→ AIM OF THE TASK:
Lay out each line of the listing below as a Markdown table with two columns, Row and Line, numbering the rows and dropping any blank lines. Leave the pictures out of the table.

# start of GIVEN DATA

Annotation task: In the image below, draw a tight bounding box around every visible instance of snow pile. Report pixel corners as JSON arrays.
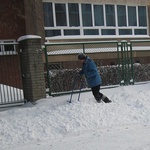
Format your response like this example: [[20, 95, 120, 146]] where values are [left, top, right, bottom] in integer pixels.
[[0, 83, 150, 150]]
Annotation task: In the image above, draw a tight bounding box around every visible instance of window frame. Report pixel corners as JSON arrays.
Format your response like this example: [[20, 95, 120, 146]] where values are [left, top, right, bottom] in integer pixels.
[[44, 2, 149, 39], [0, 40, 18, 55]]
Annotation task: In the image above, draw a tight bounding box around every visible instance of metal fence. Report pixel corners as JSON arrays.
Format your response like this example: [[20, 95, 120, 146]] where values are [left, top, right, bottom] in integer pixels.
[[45, 41, 123, 95], [45, 40, 150, 95], [0, 43, 24, 107]]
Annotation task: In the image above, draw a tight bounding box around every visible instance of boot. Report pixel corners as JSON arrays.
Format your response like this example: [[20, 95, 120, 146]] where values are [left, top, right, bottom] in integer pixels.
[[102, 95, 111, 103]]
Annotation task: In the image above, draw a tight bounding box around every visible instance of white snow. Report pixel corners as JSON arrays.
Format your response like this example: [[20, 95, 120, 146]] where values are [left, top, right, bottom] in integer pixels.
[[0, 82, 150, 150]]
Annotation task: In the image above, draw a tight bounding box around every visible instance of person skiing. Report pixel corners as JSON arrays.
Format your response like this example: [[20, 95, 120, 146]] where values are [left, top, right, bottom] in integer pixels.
[[78, 53, 111, 103]]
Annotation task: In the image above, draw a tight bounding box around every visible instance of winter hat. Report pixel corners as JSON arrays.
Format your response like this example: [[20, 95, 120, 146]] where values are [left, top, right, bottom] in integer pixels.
[[78, 53, 86, 60]]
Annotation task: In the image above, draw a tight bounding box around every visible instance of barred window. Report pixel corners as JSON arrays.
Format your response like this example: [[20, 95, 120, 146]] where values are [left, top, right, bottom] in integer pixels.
[[43, 2, 148, 39]]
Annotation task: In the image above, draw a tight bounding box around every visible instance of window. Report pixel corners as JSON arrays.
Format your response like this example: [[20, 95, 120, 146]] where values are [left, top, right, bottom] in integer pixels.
[[55, 4, 67, 26], [105, 5, 115, 26], [128, 6, 137, 26], [45, 30, 61, 37], [117, 5, 127, 27], [81, 4, 92, 26], [84, 29, 99, 35], [68, 3, 80, 27], [43, 2, 148, 37], [119, 29, 132, 35], [0, 40, 16, 55], [102, 29, 116, 35], [94, 5, 104, 26], [64, 29, 80, 35], [138, 6, 147, 27], [43, 3, 54, 27]]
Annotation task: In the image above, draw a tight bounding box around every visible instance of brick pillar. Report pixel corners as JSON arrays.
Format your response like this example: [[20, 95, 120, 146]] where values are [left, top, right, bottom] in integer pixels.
[[18, 35, 46, 102]]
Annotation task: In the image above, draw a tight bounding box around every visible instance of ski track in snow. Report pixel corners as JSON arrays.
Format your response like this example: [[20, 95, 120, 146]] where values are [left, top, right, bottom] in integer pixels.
[[0, 84, 150, 150]]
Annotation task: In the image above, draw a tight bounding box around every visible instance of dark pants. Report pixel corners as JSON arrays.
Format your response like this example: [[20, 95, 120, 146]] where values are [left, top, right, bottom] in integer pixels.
[[91, 85, 111, 103], [91, 85, 103, 102]]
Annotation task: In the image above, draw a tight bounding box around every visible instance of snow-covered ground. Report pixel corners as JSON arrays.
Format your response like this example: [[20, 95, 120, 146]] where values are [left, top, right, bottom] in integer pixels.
[[0, 82, 150, 150]]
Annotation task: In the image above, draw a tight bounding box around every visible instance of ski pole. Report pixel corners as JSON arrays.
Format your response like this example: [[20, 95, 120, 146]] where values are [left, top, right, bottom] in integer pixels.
[[68, 77, 76, 103], [78, 79, 83, 101]]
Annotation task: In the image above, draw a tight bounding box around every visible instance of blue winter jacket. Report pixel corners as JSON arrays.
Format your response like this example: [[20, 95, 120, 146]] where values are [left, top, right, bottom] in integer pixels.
[[80, 57, 102, 87]]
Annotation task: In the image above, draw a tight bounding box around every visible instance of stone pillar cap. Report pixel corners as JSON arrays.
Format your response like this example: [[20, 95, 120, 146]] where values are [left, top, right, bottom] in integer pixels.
[[17, 35, 41, 42]]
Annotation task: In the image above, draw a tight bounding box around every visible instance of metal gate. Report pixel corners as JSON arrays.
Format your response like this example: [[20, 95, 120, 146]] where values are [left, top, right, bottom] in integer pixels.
[[45, 41, 119, 95], [118, 41, 134, 85], [0, 42, 24, 107]]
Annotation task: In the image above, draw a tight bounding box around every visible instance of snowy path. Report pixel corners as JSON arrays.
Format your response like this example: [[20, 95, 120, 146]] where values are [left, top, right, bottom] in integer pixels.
[[0, 83, 150, 150]]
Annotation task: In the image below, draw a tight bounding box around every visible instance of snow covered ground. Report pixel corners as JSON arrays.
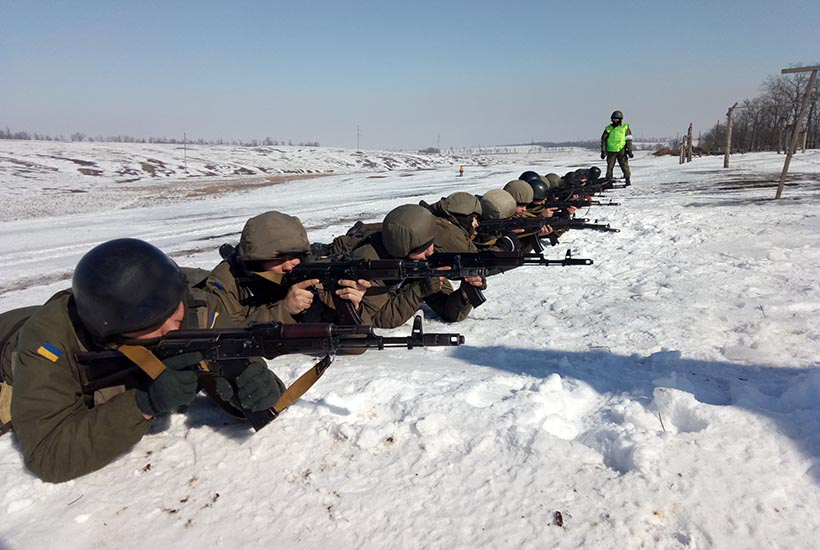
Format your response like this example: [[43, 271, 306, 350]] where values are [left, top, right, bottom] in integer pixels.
[[0, 147, 820, 549], [0, 140, 490, 220]]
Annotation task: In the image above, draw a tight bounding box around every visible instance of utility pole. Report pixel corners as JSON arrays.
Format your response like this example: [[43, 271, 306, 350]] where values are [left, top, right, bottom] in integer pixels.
[[723, 101, 737, 168], [774, 65, 820, 200]]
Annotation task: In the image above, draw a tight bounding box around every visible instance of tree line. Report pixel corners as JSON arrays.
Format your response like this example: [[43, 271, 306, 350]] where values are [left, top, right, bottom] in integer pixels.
[[0, 126, 319, 147], [699, 67, 820, 153]]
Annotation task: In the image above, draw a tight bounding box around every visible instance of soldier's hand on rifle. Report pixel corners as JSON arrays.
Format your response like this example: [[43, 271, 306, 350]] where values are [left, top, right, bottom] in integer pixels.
[[336, 279, 373, 311], [462, 275, 485, 286], [284, 279, 319, 315], [538, 225, 552, 237], [136, 352, 202, 420]]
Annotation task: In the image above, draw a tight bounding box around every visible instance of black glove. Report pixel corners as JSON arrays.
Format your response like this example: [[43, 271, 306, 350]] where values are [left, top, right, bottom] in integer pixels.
[[136, 352, 203, 416], [223, 361, 283, 412]]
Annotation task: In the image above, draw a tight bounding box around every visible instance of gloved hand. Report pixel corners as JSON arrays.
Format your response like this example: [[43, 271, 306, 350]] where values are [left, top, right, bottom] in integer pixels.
[[418, 277, 443, 298], [495, 235, 521, 252], [216, 361, 282, 412], [136, 352, 203, 416]]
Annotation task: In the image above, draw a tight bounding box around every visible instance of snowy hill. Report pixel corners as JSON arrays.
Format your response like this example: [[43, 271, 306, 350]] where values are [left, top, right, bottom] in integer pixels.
[[0, 151, 820, 550], [0, 140, 500, 219]]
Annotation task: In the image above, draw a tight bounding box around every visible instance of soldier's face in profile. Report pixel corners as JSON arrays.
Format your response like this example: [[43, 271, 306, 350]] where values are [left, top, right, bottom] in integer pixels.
[[262, 257, 302, 275], [123, 302, 185, 340], [407, 244, 434, 260]]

# end of GIVEN DATA

→ OUTPUT OF THE EXERCISE:
| Row | Line |
|---|---|
| 1 | Annotation task: In the image below, draw a tight bounding box around every visible instance of snow pile. Report pixel corners as JSON arrays. |
| 2 | Format your response like this example: [[20, 95, 120, 146]] where values are [left, top, right, bottom] in integer pixels. |
| 3 | [[0, 83, 150, 150]] |
| 4 | Annotation task: In the image above, draw a tight bounding box around every visible instance of window frame. Report pixel corners as JSON arrays. |
| 5 | Format your response like this example: [[20, 95, 120, 146]] where values are [left, top, right, bottom] in integer pixels. |
| 6 | [[44, 2, 149, 39], [0, 40, 18, 55]] |
| 7 | Annotation task: In the image above, draw a tight bounding box around every visible instance of metal fence. Report pixel corners as JSON arrays. |
| 8 | Format your response like this example: [[20, 95, 120, 146]] where values are [left, top, right, bottom] in integer pixels. |
| 9 | [[45, 41, 123, 95], [45, 40, 150, 95], [0, 43, 24, 107]] |
| 10 | Annotation task: In the image above, draw a tight bounding box around every visible instance of boot. Report pixel corners as JSON arrays. |
| 11 | Format your response like this example: [[20, 95, 120, 146]] where values are [left, top, right, bottom] in integer pixels. |
| 12 | [[102, 95, 111, 103]] |
| 13 | Annotation task: In the image above, draw a tight bounding box around every visible instance of white snow. Report pixel corners as JSON arrays. |
| 14 | Format your response like this example: [[20, 95, 120, 146]] where values are [left, top, right, bottom] in integer pixels. |
| 15 | [[0, 82, 150, 150]] |
| 16 | Annotation task: In the image above, draw a tight bounding box around every visible instance of person skiing. Report pixel corners as JSON arrays. |
| 17 | Format your response like this example: [[20, 95, 120, 146]] where values are [left, top, right, bottom] in integer pixels. |
| 18 | [[78, 53, 111, 103]] |
| 19 | Annotation task: In the image above, draw a tight bounding box around every visible instance of winter hat. Report pixel corners as JSON arrays. |
| 20 | Format your response like this example: [[20, 95, 120, 146]] where values are [left, top, right, bottom] in integer pixels. |
| 21 | [[78, 53, 86, 60]] |
| 22 | Annotation task: In the image above, draw a tight bounding box around every visible instance of barred window. Report pixel corners as JSON arrays. |
| 23 | Format your response like this example: [[20, 95, 120, 146]] where values are [left, top, right, bottom] in integer pixels. |
| 24 | [[43, 2, 148, 39]] |
| 25 | Annotation task: In the image above, draw a tight bounding box around every visible instance of window. Report pixel corners as JSON arrays. |
| 26 | Format your response like this example: [[20, 95, 120, 146]] where values are [left, top, right, bottom] in integer pixels. |
| 27 | [[55, 4, 67, 26], [105, 5, 115, 26], [128, 6, 137, 26], [45, 30, 61, 37], [117, 5, 127, 27], [81, 4, 92, 26], [84, 29, 99, 35], [68, 3, 80, 27], [43, 2, 148, 37], [119, 29, 132, 35], [0, 40, 16, 55], [102, 29, 116, 35], [94, 5, 104, 26], [64, 29, 80, 35], [138, 6, 147, 27], [43, 3, 54, 27]] |
| 28 | Annotation task: In the image above, draw a tight bounding box around every visible instance of brick pillar. Report pixel corners as JSON arrays. |
| 29 | Format your response like this example: [[20, 95, 120, 146]] where values are [left, top, right, bottom] in integer pixels. |
| 30 | [[18, 35, 46, 102]] |
| 31 | Annotation task: In the image above, draw a tight bounding box around every visible instance of ski track in snow. Report pixel corners as JSON arrays. |
| 32 | Format your response like this example: [[20, 95, 120, 146]] where values are [left, top, right, bottom] in integer pixels. |
| 33 | [[0, 84, 150, 150]] |
| 34 | Annotation task: In the image above, draw a tight bounding box around every visible instance of dark pants. Report pixel corners as JSON arrays. |
| 35 | Format your response like this example: [[20, 95, 120, 146]] where values are [left, top, right, bottom] in integer pixels. |
| 36 | [[91, 85, 111, 103], [91, 85, 103, 102]] |
| 37 | Annotation task: In the image above, draw a tight bounding box around every visible instance of snow-covered ground. Report pixel corners as JSON arrays. |
| 38 | Format your response like this example: [[20, 95, 120, 146]] where values are [left, top, right, bottom] in integer pixels. |
| 39 | [[0, 82, 150, 150]] |
| 40 | Annotation task: In the image above, draw a tight bounding box around every visible instance of ski pole. Report pixel corners as JSON arrays. |
| 41 | Format your response like this example: [[20, 95, 120, 146]] where values are [left, top, right, bottom] in integer pixels. |
| 42 | [[68, 77, 76, 103], [78, 79, 83, 101]] |
| 43 | Annotation task: In the image above, draw a tight bounding box around every visible instance of blue winter jacket. Report pixel corners as JSON arrays. |
| 44 | Format your response like this example: [[20, 95, 120, 146]] where values are [left, top, right, bottom] in integer pixels. |
| 45 | [[80, 57, 102, 87]] |
| 46 | Annotation task: In the image above, draw a tight bounding box around every visible instance of stone pillar cap. Report pixel corners as JSON arrays. |
| 47 | Format your response like this example: [[20, 95, 120, 146]] where values are [left, top, right, bottom] in integer pixels. |
| 48 | [[17, 35, 41, 42]] |
| 49 | Annotation task: In the image above, draw a tight bounding box around every visible instance of metal gate. Report pixel corners as JSON arrays. |
| 50 | Format your response like this example: [[20, 95, 120, 146]] where values are [left, top, right, bottom] in integer pixels. |
| 51 | [[45, 41, 119, 95], [118, 41, 134, 85], [0, 42, 24, 107]] |
| 52 | Annotation task: In the image above, draw a tight bounding box around every visible instance of snowy path. Report pixel corners as JSON arrays. |
| 53 | Format your response like this example: [[20, 95, 120, 146]] where values are [left, top, right, bottom] in integer pixels. |
| 54 | [[0, 83, 150, 150]] |
| 55 | Annotation task: In the image below, draw a tight bounding box around every visible instance of snow covered ground. Report pixel corners as JSON arrays. |
| 56 | Format your response like this example: [[43, 271, 306, 350]] where values are [left, top, right, bottom] in integer pixels. |
| 57 | [[0, 147, 820, 549], [0, 140, 490, 220]] |
| 58 | Annotation task: In the image above, draw a tight bounding box around every visible instance of utility pole. Report pixel corners as JSON arrays. |
| 59 | Format your response like this example: [[43, 271, 306, 350]] where values are [left, top, right, bottom] in integer pixels. |
| 60 | [[723, 101, 737, 168], [774, 65, 820, 200]] |
| 61 | Annotation task: In the image above, draw a tight bounding box around every visible instance of tree line. Report pixel corners as JSON arrays. |
| 62 | Format your response like this example: [[43, 271, 306, 350]] where values are [left, top, right, bottom] in integer pixels. |
| 63 | [[0, 126, 319, 147], [699, 67, 820, 153]] |
| 64 | Annotation task: In the image above, draw a tight bounding box around every visible instance of soldier's hand on rifle. Report pixel corners as JSON arrays. |
| 65 | Format your response like this example: [[43, 271, 306, 350]] where values are [left, top, right, bottom] in integer pixels. |
| 66 | [[336, 279, 373, 311], [462, 275, 485, 286], [284, 279, 319, 315], [538, 225, 552, 237], [136, 352, 202, 420]] |
| 67 | Annotation task: In the image above, draw a tight bounding box around every visible instance of black glove. Report pixel corners as JSON arrays. |
| 68 | Format your response like this example: [[43, 271, 306, 350]] where values are [left, top, right, bottom] in integer pixels. |
| 69 | [[136, 352, 203, 416], [223, 361, 283, 412]] |
| 70 | Annotation task: In the image above, draw a tight bounding box around every visible instance of gloved hand. Report pixel corners as JSON arrays. |
| 71 | Format your response like this example: [[43, 271, 306, 350]] where values are [left, top, right, bottom] in integer pixels. |
| 72 | [[418, 277, 443, 298], [495, 235, 521, 252], [216, 361, 282, 412], [136, 352, 203, 416]] |
| 73 | Annotation task: In the image above, draw a tight bounding box around every visible instance of snowy hill. Report pixel corners as JSON arrays. |
| 74 | Format your response like this example: [[43, 271, 306, 350]] where values are [left, top, right, bottom] in integer pixels. |
| 75 | [[0, 151, 820, 550], [0, 140, 500, 219]] |
| 76 | Annotation task: In the image above, draw a tight bounding box around every visible instance of soldier's face in profile. Report pixel corners as JSON arrays. |
| 77 | Format your response like this example: [[43, 271, 306, 350]] where values are [left, top, right, bottom] in integer pixels. |
| 78 | [[262, 257, 302, 275], [123, 302, 185, 340], [407, 244, 434, 260]] |